# Quoted passage

Buying In Good Faith

April 22, 2009

Author: Lindsay Wise

Source: The Houston Chronicle

http://www.chron.com/disp/story.mpl/life/religion/new/6387159.html

For five years after moving to Houston, Pakistani immigrant Abdul-Jabbar Khan rented an apartment even though he had saved enough money to make a down payment on a house.

The 43-year-old kidney specialist at Methodist Hospital is a devout Muslim, and worried that a conventional mortgage would violate his faith’s prohibition against paying interest on loans.

“For a long time I kept on saving money,” Khan said. “I kept thinking I would buy a house with cash, but it just never happened.”

The doctor feels like he found the literal answer to his prayers in the form of a “lease to own” agreement from American Finance House Lariba of Pasadena, Calif., one of a handful of Islamic mortgage companies in the U.S.

# Records shown
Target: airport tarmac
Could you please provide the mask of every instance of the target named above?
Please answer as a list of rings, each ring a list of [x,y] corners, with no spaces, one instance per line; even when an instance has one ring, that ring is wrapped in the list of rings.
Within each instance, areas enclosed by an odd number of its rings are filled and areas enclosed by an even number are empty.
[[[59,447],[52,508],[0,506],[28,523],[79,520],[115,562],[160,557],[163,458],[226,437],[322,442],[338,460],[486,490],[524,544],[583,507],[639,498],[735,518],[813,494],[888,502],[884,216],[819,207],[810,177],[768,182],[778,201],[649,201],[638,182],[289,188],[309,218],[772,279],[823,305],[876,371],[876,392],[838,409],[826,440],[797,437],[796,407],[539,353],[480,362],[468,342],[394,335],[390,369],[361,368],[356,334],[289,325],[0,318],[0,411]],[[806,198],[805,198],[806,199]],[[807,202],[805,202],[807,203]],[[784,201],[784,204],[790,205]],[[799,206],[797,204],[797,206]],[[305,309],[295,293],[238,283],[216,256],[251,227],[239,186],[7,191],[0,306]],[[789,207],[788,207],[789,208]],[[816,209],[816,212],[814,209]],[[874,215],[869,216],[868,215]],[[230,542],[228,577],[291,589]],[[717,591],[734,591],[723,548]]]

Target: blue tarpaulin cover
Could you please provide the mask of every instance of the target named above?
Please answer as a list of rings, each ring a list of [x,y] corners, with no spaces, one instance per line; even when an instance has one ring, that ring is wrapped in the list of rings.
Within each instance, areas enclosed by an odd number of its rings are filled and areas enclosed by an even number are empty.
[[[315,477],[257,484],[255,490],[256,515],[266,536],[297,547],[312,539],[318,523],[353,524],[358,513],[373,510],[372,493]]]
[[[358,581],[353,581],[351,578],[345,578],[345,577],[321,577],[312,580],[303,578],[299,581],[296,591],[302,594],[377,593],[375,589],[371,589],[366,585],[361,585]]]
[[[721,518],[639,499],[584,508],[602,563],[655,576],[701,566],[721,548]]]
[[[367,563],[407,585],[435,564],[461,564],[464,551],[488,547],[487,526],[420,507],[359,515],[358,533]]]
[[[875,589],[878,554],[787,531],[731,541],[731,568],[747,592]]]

# Exercise requirements
Continue the Houston Chronicle article on Islamic mortgages, starting with the sentence that would follow its last one.

# Result of this task
“It made me more comfortable,” said Khan, who financed a four-bedroom house near Rice University with Lariba. “I was happy to pay even more because I was abiding by the rules of Islam, but it turned out to be comparable.”

At a time when most of the mortgage industry is still reeling from the real estate crisis, alternative home financing arrangements designed to adhere to Islamic principles are thriving.